Derzeit laufen in Brüssel Planungen zu einer umfassenden Chatkontrolle. Die Vorstellung des konkreten Entwurfes wurde bereits mehrfach verschoben und ist nun für Mitte Mai angesetzt.

Die bislang bekannt gewordenen Planungen lassen befürchten, dass eine umfangreiche massenhafte Überwachung elektronischer Kommunikation geplant ist. In der vergangenen Woche hat ein geleaktes kommissionsinternes Papier für Aufsehen gesorgt, dass unsere Befürchtungen bestärkt.

Ella Jakubowska, Policy Advisor von EDRi hat das Papier analysiert und einen Artikel geschrieben, den wir in deutscher Übersetzung veröffentlichen. Das englische Original gibt es hier.

 

Geleakte Stellungnahme der Kommission löst Bestürzung aus über Massenüberwachung der privaten Kommunikation

Eine gerade veröffentlichte Stellungnahme eines Überprüfungsausschusses der Europäischen Kommission zu dem bevorstehenden Gesetzentwurf der EU-Kommission „zur wirksamen Bekämpfung des sexuellen Missbrauchs von Kindern“ enthüllt starke Bedenken. Die Stellungnahme, die am 22. März vom französischen Medienunternehmen Contexte veröffentlicht wurde und auf den 15. Februar 2022 datiert ist, bestätigt die Befürchtungen, die EDRi und 39 andere zivilgesellschaftliche Gruppen vor kurzem über den Vorschlag geäußert haben, der die Integrität der privaten Online-Kommunikation in der EU zerstören und einen gefährlichen Präzedenzfall schaffen würde.

Extrahierte Dateneinträge
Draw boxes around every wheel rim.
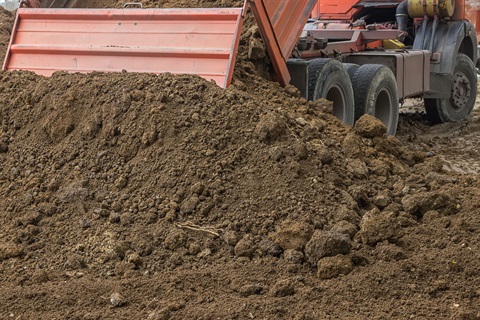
[374,88,393,128]
[450,72,472,112]
[325,83,347,122]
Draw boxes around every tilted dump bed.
[3,0,316,87]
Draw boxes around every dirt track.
[0,1,480,319]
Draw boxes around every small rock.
[234,234,256,258]
[353,114,387,139]
[238,284,264,297]
[223,230,241,246]
[270,279,295,297]
[374,242,407,261]
[372,194,392,209]
[197,248,212,258]
[108,211,120,223]
[127,252,142,267]
[305,230,352,266]
[331,220,358,239]
[78,219,90,229]
[258,239,282,257]
[0,243,23,261]
[347,159,368,179]
[283,249,305,264]
[357,209,404,245]
[273,220,314,251]
[317,254,353,279]
[110,292,127,307]
[180,195,200,214]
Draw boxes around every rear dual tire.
[308,59,399,135]
[352,64,399,136]
[424,53,477,124]
[308,59,355,125]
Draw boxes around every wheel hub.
[451,73,472,111]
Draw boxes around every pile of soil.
[0,1,480,319]
[0,7,15,64]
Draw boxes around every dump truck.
[3,0,480,135]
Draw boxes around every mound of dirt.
[0,7,15,64]
[0,1,480,319]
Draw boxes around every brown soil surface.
[0,1,480,319]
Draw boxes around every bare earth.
[0,0,480,320]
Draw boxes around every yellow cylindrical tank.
[408,0,455,18]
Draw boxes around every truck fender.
[413,20,478,98]
[413,20,477,75]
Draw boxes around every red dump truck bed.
[3,0,316,87]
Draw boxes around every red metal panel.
[3,8,244,87]
[250,0,318,85]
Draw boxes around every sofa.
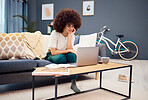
[0,33,106,85]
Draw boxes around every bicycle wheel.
[118,41,138,60]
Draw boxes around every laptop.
[72,47,99,67]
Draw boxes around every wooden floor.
[0,60,148,100]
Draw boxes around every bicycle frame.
[98,32,129,54]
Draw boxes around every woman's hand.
[68,49,77,56]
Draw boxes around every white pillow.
[24,44,36,59]
[43,35,50,57]
[74,33,97,51]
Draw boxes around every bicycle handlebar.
[99,26,111,34]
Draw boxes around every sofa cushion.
[36,60,51,67]
[74,36,80,45]
[0,59,37,74]
[0,33,25,59]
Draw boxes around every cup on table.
[101,57,110,64]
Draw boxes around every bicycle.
[97,26,139,60]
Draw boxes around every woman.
[45,8,81,92]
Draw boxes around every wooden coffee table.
[32,62,132,100]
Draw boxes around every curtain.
[0,0,6,33]
[6,0,23,33]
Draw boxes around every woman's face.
[63,24,75,34]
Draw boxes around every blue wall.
[29,0,148,59]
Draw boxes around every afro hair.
[53,8,81,33]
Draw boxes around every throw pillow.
[0,33,25,59]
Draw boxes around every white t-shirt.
[49,30,75,50]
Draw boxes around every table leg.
[129,65,132,98]
[55,77,58,100]
[32,76,34,100]
[100,71,102,88]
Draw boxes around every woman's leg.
[65,53,80,92]
[45,52,67,64]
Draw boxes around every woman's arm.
[66,29,76,49]
[66,34,73,50]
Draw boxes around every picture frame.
[82,0,94,16]
[42,4,54,20]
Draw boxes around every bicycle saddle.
[116,34,124,38]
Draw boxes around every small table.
[32,62,132,100]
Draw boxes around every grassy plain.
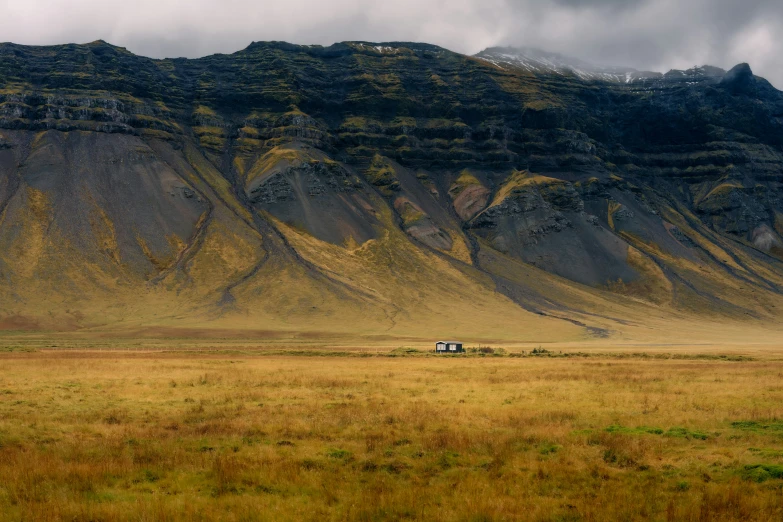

> Aufgabe und Anforderungen
Welches Medienunternehmen hat laut dem Textauszug die geleakte Stellungnahme des Überprüfungsausschusses veröffentlicht?

> Die Antwort
Das französische Medienunternehmen Contexte.